─── Provided material ───

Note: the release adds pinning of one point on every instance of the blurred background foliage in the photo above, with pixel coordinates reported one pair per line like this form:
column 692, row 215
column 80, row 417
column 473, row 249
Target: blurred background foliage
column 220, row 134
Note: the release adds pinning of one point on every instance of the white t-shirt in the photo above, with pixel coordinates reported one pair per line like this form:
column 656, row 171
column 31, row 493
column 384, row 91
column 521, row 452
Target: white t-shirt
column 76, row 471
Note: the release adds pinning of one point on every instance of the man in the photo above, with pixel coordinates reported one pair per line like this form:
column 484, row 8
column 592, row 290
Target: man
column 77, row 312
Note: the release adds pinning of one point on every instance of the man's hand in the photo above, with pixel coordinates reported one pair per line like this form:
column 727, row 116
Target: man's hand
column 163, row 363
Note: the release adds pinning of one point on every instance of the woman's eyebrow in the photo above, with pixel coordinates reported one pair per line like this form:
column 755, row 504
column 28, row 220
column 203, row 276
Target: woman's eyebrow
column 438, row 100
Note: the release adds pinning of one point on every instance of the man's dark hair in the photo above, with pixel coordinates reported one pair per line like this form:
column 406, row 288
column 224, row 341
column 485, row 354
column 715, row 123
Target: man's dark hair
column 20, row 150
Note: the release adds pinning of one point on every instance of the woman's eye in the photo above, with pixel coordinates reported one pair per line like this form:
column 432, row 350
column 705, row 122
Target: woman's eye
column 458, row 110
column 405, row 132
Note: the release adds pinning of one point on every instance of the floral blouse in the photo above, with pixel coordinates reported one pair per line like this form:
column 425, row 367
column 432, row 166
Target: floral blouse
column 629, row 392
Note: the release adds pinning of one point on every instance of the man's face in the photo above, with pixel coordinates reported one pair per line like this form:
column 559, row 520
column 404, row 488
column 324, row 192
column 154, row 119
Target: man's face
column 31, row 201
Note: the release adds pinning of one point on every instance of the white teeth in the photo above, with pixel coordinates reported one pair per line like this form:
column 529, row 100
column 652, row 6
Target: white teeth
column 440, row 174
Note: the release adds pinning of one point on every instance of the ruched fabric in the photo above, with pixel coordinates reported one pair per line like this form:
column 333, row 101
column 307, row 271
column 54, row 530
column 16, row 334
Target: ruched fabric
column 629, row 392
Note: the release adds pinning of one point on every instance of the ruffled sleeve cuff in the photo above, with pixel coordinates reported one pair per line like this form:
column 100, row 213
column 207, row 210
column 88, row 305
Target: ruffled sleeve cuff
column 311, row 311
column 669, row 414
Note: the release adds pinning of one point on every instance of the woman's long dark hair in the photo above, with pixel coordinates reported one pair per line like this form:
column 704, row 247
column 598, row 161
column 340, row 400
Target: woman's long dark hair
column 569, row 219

───

* **Given instruction**:
Reproduce the listing above line for line, without any changes.

* **Solution**:
Note: the release adds pinning of one point on every instance of the blurred background foliage in the photo above, with pixel coordinates reported one pair per line like this form:
column 692, row 215
column 80, row 417
column 473, row 249
Target: blurred background foliage
column 220, row 134
Note: the release adds pinning of one point on every instance of the white t-shirt in the photo above, with pixel coordinates reported one pair per line like this form:
column 656, row 171
column 31, row 493
column 384, row 91
column 521, row 452
Target: white t-shirt
column 76, row 471
Note: the release adds pinning of one point on every instance of the man in the photo above, with pixel coordinates reported one pair per line like this form:
column 484, row 8
column 592, row 290
Target: man
column 77, row 312
Note: the release adds pinning of one point on every instance of the man's hand in the photo above, with pixel coordinates reported one pair per line like this form:
column 727, row 116
Target: man's hand
column 163, row 363
Note: the release adds pinning of one point on every instance of the woman's eyebrow in the photo above, with pixel coordinates reported one pair per line like this form:
column 755, row 504
column 28, row 220
column 203, row 276
Target: woman's eyebrow
column 438, row 100
Note: the release adds pinning of one point on every instance of the man's dark hair in the photo above, with pixel coordinates reported one pair per line like this form:
column 406, row 288
column 224, row 341
column 485, row 354
column 715, row 123
Target: man's dark hair
column 20, row 150
Note: the release adds pinning of one point on every instance of the woman's eye in the photo above, with pixel coordinates reported one pair per line like this form:
column 432, row 350
column 705, row 122
Target: woman's eye
column 458, row 110
column 405, row 132
Note: the release adds pinning of one point on every instance of the floral blouse in the photo above, with pixel coordinates reported one pair per line like this form:
column 425, row 367
column 432, row 166
Target: floral blouse
column 629, row 392
Note: the release adds pinning of one point on every instance of the man's face in the photo above, with pixel coordinates reported one pair per line like this form:
column 559, row 520
column 404, row 488
column 324, row 192
column 154, row 119
Target: man's face
column 31, row 201
Note: the release adds pinning of one point on every instance of the white teeth in the photo above, with pixel coordinates reported one pair per line like this form:
column 529, row 100
column 652, row 6
Target: white teeth
column 440, row 174
Note: the release adds pinning of one point on every instance of the ruched fabric in the photo above, with pixel coordinates reported one pair per line like this form:
column 333, row 101
column 307, row 271
column 54, row 530
column 16, row 334
Target: ruched fabric
column 629, row 392
Note: the release adds pinning of one point on every instance of the ruffled sleeve cuff in the photo above, with pixel coordinates reported one pair per line like this form:
column 100, row 213
column 207, row 210
column 88, row 305
Target: ruffled sleeve cuff
column 311, row 311
column 669, row 414
Note: the release adds pinning of one point on every instance of the woman's long dark hair in the photo above, with pixel coordinates reported one pair per line like this form:
column 704, row 247
column 598, row 161
column 340, row 400
Target: woman's long dark hair
column 569, row 219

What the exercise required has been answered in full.